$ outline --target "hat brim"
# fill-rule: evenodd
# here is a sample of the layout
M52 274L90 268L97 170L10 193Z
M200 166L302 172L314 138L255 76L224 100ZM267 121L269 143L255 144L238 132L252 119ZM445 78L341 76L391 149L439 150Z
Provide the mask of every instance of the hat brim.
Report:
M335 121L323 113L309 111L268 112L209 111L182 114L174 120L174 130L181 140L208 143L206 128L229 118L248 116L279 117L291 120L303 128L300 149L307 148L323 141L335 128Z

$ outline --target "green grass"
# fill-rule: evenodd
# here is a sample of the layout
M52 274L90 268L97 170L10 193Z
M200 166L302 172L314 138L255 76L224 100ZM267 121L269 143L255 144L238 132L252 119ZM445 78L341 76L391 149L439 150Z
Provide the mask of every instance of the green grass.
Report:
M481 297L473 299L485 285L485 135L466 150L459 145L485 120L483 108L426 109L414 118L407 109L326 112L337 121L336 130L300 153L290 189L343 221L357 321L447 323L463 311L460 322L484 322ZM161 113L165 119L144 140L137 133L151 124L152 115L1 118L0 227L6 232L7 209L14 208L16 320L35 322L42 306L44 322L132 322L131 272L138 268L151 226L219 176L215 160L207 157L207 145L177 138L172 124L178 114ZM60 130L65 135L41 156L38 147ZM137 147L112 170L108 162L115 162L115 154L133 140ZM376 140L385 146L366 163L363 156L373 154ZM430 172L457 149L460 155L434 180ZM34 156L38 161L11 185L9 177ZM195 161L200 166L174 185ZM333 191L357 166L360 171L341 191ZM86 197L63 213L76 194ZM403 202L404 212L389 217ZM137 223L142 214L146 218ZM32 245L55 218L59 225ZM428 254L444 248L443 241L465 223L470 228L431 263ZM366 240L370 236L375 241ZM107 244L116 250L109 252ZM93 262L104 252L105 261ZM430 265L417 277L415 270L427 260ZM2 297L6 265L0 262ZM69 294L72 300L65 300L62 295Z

++++

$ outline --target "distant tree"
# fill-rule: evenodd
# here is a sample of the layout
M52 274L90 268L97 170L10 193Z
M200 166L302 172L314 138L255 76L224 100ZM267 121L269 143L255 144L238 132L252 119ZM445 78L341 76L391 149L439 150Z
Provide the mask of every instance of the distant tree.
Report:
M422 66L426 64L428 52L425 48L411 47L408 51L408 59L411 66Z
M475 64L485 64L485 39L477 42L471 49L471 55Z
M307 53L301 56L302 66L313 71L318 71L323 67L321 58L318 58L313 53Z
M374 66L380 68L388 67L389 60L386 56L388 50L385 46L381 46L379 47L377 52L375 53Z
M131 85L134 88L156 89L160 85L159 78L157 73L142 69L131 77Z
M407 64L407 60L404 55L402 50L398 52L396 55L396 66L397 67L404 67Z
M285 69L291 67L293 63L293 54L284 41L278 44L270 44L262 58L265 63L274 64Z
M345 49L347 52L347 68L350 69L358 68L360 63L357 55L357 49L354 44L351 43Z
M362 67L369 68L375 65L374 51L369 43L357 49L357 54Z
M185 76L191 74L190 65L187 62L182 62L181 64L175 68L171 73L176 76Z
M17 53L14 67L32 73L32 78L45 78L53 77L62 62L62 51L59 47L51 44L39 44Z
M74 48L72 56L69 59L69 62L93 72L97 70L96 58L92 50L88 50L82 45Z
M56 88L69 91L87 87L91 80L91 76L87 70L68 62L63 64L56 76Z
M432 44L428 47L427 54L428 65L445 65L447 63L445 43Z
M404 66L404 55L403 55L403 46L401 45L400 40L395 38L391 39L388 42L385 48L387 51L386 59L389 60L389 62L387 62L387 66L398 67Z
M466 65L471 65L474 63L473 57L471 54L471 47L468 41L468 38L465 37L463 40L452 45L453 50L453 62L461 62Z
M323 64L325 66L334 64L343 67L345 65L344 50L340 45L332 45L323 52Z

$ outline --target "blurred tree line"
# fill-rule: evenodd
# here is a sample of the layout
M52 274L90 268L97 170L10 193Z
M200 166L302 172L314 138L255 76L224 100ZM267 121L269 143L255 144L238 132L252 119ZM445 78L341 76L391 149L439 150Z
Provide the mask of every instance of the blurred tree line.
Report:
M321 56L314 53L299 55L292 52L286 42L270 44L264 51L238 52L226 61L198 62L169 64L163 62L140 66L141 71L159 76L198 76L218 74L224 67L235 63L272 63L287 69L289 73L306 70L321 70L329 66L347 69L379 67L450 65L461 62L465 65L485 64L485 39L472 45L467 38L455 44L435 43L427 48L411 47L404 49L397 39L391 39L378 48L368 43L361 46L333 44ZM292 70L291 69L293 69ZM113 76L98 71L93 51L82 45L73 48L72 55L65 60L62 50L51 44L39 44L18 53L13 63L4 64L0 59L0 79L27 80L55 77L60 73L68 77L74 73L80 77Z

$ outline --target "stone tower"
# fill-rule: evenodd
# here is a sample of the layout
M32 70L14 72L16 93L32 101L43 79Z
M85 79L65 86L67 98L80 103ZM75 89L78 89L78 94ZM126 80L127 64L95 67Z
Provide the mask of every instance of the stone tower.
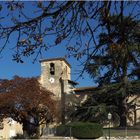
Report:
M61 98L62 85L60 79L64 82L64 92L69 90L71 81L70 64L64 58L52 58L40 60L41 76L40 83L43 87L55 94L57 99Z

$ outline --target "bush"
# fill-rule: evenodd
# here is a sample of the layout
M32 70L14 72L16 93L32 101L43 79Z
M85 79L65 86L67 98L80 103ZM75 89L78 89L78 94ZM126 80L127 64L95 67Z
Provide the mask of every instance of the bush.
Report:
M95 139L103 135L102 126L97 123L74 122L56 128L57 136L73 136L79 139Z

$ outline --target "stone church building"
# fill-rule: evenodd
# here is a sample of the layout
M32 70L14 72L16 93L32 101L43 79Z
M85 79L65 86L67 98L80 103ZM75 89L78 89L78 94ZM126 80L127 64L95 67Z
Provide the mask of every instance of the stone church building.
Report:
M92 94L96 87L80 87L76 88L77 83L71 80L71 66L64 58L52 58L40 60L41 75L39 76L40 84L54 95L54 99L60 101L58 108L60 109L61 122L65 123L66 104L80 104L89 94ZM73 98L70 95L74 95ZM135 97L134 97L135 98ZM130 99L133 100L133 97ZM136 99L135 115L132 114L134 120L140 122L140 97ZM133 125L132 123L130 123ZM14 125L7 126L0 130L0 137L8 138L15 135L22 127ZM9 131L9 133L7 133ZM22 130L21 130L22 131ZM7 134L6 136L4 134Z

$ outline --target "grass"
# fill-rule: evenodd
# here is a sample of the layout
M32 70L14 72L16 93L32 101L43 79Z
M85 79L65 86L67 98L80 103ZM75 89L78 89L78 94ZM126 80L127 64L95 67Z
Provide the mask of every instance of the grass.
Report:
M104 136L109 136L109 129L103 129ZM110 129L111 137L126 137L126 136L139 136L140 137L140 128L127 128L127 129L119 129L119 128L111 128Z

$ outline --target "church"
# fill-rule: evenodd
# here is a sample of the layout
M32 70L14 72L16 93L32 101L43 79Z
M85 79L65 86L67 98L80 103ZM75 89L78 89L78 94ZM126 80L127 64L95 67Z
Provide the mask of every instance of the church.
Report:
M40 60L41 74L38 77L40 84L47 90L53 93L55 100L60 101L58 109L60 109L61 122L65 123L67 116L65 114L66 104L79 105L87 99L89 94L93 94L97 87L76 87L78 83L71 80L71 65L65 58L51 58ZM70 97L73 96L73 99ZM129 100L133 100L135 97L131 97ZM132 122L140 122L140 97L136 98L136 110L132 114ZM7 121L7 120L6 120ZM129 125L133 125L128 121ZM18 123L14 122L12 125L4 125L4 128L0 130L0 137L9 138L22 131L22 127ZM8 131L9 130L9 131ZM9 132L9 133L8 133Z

++++

Exercise instructions =>
Count the lines in the records above that contain the string "green", treating uppercase and lowercase as different. Give only the number.

Task answer =>
2